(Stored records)
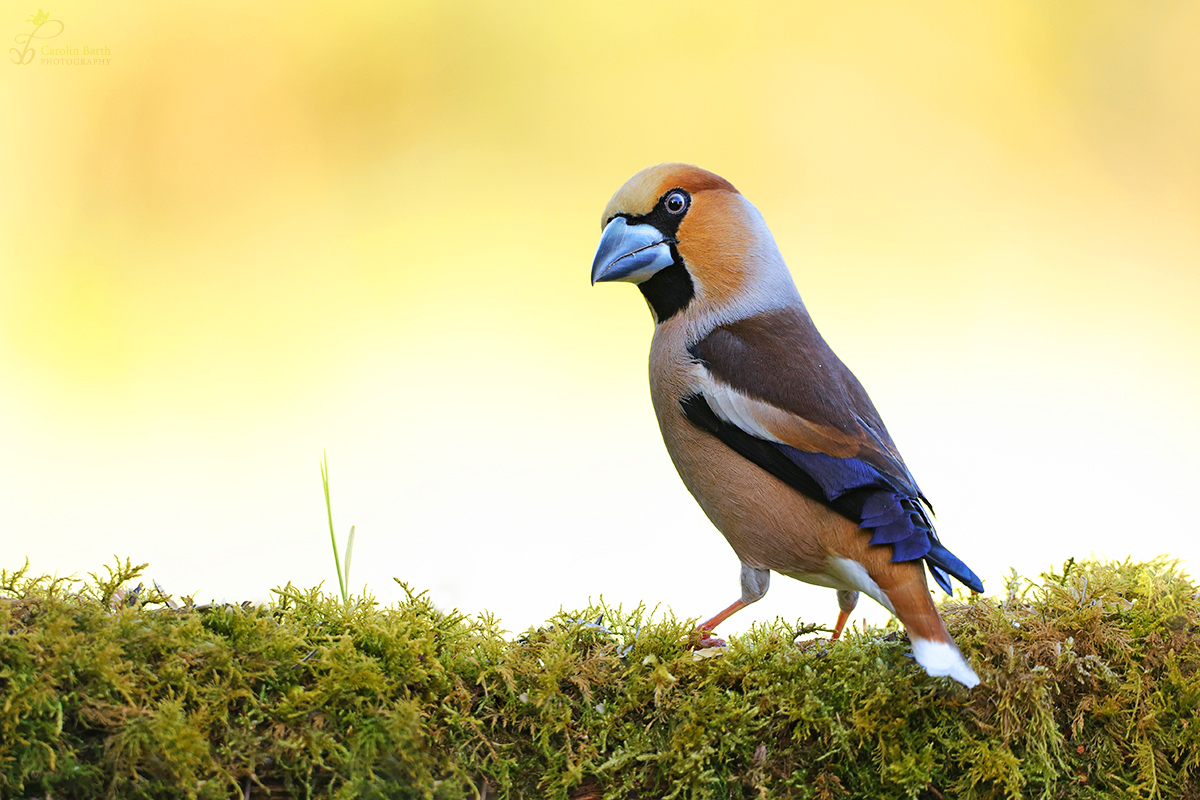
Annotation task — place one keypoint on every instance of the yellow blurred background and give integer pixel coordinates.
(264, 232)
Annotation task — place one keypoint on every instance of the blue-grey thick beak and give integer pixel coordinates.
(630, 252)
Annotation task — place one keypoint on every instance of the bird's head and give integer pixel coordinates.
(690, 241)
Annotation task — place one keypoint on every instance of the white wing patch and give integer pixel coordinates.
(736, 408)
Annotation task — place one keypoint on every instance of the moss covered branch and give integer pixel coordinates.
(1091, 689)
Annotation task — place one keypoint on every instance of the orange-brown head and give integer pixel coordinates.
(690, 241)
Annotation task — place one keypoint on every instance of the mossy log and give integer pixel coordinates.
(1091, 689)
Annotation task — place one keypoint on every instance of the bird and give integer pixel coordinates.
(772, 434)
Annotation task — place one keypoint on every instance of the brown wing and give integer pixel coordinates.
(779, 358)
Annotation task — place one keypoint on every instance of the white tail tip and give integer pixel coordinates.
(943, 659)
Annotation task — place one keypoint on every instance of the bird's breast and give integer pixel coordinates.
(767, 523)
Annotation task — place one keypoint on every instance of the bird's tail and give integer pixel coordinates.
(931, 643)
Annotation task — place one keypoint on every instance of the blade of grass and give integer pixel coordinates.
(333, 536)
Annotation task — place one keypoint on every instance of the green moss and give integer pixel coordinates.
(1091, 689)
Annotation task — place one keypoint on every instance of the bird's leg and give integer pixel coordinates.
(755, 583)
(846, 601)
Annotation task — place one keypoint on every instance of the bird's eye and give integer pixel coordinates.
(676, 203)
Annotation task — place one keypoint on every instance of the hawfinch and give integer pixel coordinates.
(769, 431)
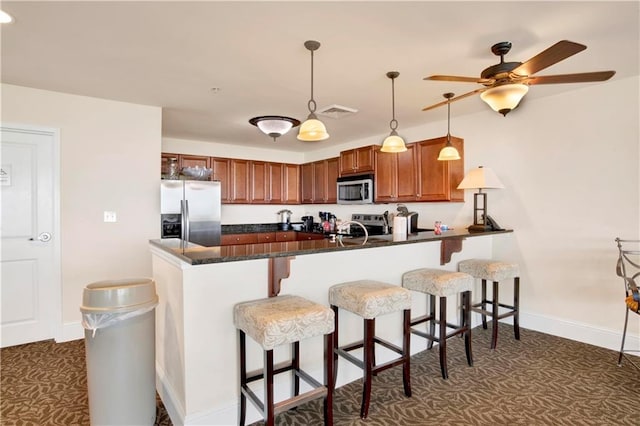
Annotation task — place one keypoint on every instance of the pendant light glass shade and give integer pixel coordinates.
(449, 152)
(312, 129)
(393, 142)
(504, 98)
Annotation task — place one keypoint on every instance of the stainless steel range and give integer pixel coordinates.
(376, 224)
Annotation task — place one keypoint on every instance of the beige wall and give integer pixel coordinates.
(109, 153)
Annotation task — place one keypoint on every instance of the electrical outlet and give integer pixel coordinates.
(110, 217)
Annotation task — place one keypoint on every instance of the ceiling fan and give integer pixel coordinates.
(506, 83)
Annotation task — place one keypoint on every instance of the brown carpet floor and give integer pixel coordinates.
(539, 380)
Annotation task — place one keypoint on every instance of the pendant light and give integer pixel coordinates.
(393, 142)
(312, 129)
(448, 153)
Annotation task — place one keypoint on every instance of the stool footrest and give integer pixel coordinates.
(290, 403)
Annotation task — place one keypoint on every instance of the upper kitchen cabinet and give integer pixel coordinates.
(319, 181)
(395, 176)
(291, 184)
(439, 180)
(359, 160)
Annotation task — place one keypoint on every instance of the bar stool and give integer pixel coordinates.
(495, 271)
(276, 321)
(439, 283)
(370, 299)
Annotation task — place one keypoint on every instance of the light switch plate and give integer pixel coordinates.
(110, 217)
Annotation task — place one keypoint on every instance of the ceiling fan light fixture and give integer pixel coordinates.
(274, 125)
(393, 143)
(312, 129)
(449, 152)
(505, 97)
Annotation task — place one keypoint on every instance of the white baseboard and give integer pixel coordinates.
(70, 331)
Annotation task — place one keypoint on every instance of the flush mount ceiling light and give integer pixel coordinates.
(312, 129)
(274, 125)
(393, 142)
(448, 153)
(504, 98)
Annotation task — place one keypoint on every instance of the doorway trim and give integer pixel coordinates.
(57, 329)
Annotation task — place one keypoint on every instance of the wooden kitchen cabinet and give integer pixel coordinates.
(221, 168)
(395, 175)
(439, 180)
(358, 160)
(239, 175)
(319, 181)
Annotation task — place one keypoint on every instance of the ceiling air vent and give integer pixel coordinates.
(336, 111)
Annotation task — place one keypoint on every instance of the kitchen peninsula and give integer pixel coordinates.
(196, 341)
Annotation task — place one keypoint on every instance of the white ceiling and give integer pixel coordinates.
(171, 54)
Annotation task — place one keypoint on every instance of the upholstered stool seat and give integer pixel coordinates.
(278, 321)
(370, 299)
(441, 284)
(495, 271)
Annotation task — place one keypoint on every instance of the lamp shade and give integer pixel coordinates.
* * *
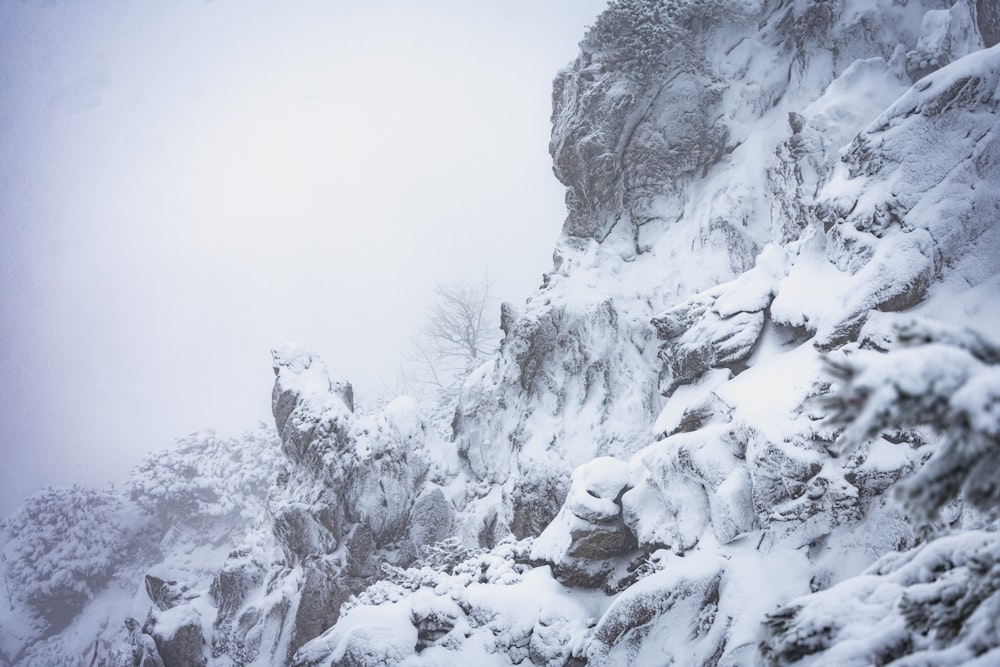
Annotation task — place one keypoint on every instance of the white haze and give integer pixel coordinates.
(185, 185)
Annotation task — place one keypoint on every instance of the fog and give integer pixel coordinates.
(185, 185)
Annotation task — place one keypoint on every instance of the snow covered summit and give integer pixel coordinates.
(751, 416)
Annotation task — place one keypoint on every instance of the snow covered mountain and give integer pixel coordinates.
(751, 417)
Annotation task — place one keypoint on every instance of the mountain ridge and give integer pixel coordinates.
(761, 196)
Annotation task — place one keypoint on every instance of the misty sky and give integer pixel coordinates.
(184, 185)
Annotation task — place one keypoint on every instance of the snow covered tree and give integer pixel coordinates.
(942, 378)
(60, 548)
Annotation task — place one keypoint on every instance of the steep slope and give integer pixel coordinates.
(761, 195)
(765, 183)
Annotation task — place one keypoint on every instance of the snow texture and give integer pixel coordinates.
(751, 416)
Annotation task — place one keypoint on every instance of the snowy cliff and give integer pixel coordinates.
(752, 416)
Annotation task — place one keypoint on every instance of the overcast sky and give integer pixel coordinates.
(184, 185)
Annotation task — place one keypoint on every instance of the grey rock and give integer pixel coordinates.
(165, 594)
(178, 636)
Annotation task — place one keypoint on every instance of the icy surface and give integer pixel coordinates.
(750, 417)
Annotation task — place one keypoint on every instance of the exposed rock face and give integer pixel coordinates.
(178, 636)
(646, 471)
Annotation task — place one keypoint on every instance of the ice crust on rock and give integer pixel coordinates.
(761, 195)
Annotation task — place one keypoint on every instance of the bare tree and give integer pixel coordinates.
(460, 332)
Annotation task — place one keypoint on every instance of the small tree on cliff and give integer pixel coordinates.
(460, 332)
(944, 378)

WORK INSTRUCTIONS: Please gather every line above that contains the word "stool" and copy each one in full. Matching is case-sensitive.

SOLVED EXERCISE:
Annotation task — place one keypoint on every instance of the stool footrest and give integer pixel coordinates.
Annotation task — place one keypoint on every instance of the bar stool and give integer pixel coordinates.
Annotation task — place one keypoint on every instance of the upholstered stool seat and give integer pixel coordinates.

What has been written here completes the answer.